:: Exercise ::
Return every one of the items below unchanged, copying each line character for character.

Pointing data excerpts
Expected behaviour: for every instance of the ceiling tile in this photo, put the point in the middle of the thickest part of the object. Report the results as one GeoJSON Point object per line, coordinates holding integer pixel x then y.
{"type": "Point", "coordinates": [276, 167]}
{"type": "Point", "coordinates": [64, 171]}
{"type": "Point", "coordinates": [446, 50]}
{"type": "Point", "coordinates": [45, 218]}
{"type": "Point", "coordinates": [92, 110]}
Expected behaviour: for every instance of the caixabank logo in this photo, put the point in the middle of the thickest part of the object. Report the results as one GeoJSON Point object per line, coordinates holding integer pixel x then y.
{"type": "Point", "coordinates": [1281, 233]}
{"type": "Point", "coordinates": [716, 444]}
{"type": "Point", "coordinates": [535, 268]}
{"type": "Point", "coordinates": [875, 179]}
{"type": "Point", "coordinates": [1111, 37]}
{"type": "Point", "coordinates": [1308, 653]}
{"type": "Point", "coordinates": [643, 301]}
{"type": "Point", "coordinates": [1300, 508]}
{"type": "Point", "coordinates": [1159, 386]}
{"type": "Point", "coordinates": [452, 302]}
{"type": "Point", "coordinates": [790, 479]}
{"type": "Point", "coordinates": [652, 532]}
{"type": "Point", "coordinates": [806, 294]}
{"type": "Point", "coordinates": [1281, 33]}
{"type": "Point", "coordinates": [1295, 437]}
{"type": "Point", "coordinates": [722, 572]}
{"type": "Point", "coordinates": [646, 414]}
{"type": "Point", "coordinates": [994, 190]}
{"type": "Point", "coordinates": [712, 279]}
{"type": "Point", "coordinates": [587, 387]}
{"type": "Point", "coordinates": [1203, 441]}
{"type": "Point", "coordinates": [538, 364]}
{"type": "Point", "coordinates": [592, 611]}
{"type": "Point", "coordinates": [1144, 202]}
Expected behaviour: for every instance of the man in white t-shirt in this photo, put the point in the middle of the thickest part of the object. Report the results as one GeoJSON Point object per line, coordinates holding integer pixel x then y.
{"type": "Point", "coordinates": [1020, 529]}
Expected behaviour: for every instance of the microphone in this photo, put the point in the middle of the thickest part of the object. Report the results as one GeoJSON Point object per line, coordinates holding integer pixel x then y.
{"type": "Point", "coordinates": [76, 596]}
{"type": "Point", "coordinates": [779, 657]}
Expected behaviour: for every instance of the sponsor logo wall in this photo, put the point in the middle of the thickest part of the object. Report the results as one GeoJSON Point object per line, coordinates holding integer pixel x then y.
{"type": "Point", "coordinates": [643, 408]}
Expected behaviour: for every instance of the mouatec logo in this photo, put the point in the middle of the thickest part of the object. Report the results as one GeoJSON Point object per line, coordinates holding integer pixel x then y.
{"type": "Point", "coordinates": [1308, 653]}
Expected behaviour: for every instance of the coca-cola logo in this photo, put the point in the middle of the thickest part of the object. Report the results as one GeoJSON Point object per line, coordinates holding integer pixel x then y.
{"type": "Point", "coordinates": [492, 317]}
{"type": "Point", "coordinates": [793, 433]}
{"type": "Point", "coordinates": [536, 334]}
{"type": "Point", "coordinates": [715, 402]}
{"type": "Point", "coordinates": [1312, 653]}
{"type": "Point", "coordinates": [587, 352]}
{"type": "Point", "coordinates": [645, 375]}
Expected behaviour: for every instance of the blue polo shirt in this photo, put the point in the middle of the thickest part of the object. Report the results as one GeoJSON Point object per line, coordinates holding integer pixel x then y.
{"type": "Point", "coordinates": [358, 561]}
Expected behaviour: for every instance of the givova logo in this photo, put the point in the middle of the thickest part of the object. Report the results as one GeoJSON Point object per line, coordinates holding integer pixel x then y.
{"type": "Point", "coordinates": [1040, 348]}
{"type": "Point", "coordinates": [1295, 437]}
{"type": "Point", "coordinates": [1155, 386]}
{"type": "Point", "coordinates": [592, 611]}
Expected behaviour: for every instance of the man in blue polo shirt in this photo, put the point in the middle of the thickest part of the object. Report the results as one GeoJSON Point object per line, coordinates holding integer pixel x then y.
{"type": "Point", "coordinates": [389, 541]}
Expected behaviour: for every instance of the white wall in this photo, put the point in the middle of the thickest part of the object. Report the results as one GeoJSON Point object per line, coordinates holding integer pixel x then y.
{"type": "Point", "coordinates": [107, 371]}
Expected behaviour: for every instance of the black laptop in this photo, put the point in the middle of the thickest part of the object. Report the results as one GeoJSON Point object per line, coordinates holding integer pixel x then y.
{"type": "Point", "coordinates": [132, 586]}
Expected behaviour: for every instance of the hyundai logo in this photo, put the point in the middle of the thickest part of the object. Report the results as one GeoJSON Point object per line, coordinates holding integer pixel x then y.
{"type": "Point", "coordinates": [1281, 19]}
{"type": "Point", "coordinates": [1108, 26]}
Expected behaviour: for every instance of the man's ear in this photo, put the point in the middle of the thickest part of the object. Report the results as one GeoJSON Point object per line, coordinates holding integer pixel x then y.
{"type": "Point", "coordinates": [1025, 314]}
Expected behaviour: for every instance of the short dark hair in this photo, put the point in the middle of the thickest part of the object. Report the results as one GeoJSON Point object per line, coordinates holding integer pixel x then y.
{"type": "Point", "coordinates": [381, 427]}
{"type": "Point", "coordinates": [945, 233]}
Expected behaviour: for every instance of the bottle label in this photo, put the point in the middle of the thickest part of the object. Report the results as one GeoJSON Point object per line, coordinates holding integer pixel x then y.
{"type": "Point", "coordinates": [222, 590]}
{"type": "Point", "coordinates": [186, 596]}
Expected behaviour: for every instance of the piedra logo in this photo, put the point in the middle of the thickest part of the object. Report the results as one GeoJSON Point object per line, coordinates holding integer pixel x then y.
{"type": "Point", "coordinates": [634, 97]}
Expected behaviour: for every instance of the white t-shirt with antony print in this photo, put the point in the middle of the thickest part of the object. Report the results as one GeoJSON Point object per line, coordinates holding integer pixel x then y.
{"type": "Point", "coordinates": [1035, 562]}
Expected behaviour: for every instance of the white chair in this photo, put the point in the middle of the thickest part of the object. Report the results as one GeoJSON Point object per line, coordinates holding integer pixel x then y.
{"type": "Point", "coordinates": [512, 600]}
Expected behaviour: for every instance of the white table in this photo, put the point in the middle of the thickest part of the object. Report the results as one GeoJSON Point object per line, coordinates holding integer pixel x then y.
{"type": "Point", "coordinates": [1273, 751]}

:: Solution to the exercise ::
Expected behaviour: for every instance of the ceiling tile in this photo, put the point in the middle of the thickest part of the object. Report the results as one GeoJSON Point object per line, coordinates holding integer pixel x then y.
{"type": "Point", "coordinates": [276, 167]}
{"type": "Point", "coordinates": [64, 171]}
{"type": "Point", "coordinates": [446, 50]}
{"type": "Point", "coordinates": [45, 218]}
{"type": "Point", "coordinates": [92, 110]}
Expected behaviour: for every instance of the caixabank logo in this photo, put the point in the middle of the thickest part of the object. Report the results as one GeoJSON Point object per line, coordinates holding integer pixel x then y.
{"type": "Point", "coordinates": [1281, 233]}
{"type": "Point", "coordinates": [716, 444]}
{"type": "Point", "coordinates": [535, 268]}
{"type": "Point", "coordinates": [875, 179]}
{"type": "Point", "coordinates": [1111, 37]}
{"type": "Point", "coordinates": [1308, 653]}
{"type": "Point", "coordinates": [643, 301]}
{"type": "Point", "coordinates": [1300, 508]}
{"type": "Point", "coordinates": [1159, 386]}
{"type": "Point", "coordinates": [452, 302]}
{"type": "Point", "coordinates": [790, 479]}
{"type": "Point", "coordinates": [652, 532]}
{"type": "Point", "coordinates": [806, 294]}
{"type": "Point", "coordinates": [1281, 33]}
{"type": "Point", "coordinates": [1295, 437]}
{"type": "Point", "coordinates": [722, 572]}
{"type": "Point", "coordinates": [646, 414]}
{"type": "Point", "coordinates": [994, 190]}
{"type": "Point", "coordinates": [712, 279]}
{"type": "Point", "coordinates": [587, 387]}
{"type": "Point", "coordinates": [1203, 441]}
{"type": "Point", "coordinates": [538, 364]}
{"type": "Point", "coordinates": [592, 611]}
{"type": "Point", "coordinates": [1144, 202]}
Expected behaviour: for every instance of the man in white t-shirt in this photo, put the point in the middle of the thickest part of the object. Report the results as one GeoJSON Point object per line, coordinates holding integer pixel x then y.
{"type": "Point", "coordinates": [1020, 529]}
Expected behaviour: for every instance of the microphone in this photo, put the point in the middle of the thickest part of the object. Report the results as one GeoJSON Point object per line, coordinates holding integer pixel x then y.
{"type": "Point", "coordinates": [76, 596]}
{"type": "Point", "coordinates": [779, 657]}
Expected behaviour: for every instance of the sponsor logo wall in this photo, put the point in the middle of the thickest part of the object. Report the results as one GeoJSON Point object per line, coordinates holding integer pixel x then y.
{"type": "Point", "coordinates": [643, 408]}
Expected behaviour: for every instance of the mouatec logo in this photo, put the point in the middle of the thickest part of the object. Report the results as one GeoJSON Point object per line, coordinates holding integer pixel x then y.
{"type": "Point", "coordinates": [1308, 653]}
Expected behaviour: for every instance of the coca-cola logo in this photo, put the point in the middle of the thickest part of the object. Report the results as one GeoJSON Point object per line, coordinates holding integer pixel x then y.
{"type": "Point", "coordinates": [492, 317]}
{"type": "Point", "coordinates": [793, 433]}
{"type": "Point", "coordinates": [536, 334]}
{"type": "Point", "coordinates": [715, 402]}
{"type": "Point", "coordinates": [1312, 653]}
{"type": "Point", "coordinates": [587, 352]}
{"type": "Point", "coordinates": [645, 375]}
Expected behaviour: for every instance of the blue polo shirt in this photo, put the point in the middle of the thickest part of the object. Report the results as one GeoJSON Point object per line, coordinates holding integer pixel x then y.
{"type": "Point", "coordinates": [358, 561]}
Expected behaviour: for every instance of the givova logo in this photo, put the point in the middle of the thickest part of the object. Report the results as one GeoJSON Point object per line, coordinates holding integer pixel x then y.
{"type": "Point", "coordinates": [1040, 348]}
{"type": "Point", "coordinates": [1295, 437]}
{"type": "Point", "coordinates": [1155, 386]}
{"type": "Point", "coordinates": [592, 611]}
Expected behaviour: for every instance of the man in blue polo shirt in this photo, put the point in the middle of the thickest part of the object. Report the results as one GeoJSON Point object per line, coordinates holding integer pixel x then y.
{"type": "Point", "coordinates": [389, 541]}
Expected behaviour: for every instance of the white wall in this photo, put the point in the middle of the thickest part of the object. Report the results as one GeoJSON Point object per line, coordinates holding integer pixel x then y.
{"type": "Point", "coordinates": [107, 371]}
Expected behaviour: for every instance of the black laptop in this photo, put the point in the middle of the thickest part of the object. Report the results as one GeoJSON Point object per line, coordinates holding integer pixel x then y.
{"type": "Point", "coordinates": [132, 586]}
Expected behaviour: for every instance of the hyundai logo in this photo, put the point in the middle of the thickest part of the object. Report the results as one GeoJSON Point object per line, coordinates holding integer pixel x then y.
{"type": "Point", "coordinates": [1281, 19]}
{"type": "Point", "coordinates": [1108, 26]}
Expected behaviour: for every instance of the man's ear in this photo, put the point in the middle of the thickest part of the object. Report the results as one GeoJSON Point object per line, coordinates holding integer pixel x then y.
{"type": "Point", "coordinates": [1025, 314]}
Expected behaviour: for every instance of the short dark hair in this photo, put the point in the middle of the thickest part of the object. Report the results as one GeoJSON Point object per line, coordinates holding integer pixel x then y.
{"type": "Point", "coordinates": [381, 427]}
{"type": "Point", "coordinates": [945, 233]}
Expected behaviour: for every instance of the bottle label in this photo, put the point in the middle of the thickest part of the object. Report the results as one GeoJSON Point object per line, coordinates holding integer pixel x then y.
{"type": "Point", "coordinates": [222, 590]}
{"type": "Point", "coordinates": [186, 596]}
Expected behaviour: for every instance of the piedra logo in this photo, put the point in the middle of the thickest part of the object. Report the results as one GeoJSON Point object per line, coordinates holding integer pixel x then y.
{"type": "Point", "coordinates": [634, 97]}
Expected behaviour: for every instance of the white t-shirt with antony print in this photo, put the point in the middle of the thickest part of the object. Report the results as one GeoJSON Point object per line, coordinates holding integer pixel x then y.
{"type": "Point", "coordinates": [1035, 562]}
Expected behaviour: for every instance of the white chair in this photo, put the point in the middle of the thickest part of the object. Report the results as one GeoJSON Point object per line, coordinates holding integer pixel x then y.
{"type": "Point", "coordinates": [512, 600]}
Expected behaviour: for every instance of the white table in this photo, put the point in the middle of the thickest part of the object. Report the results as one GeoJSON Point object per line, coordinates holding integer pixel x then y.
{"type": "Point", "coordinates": [1273, 751]}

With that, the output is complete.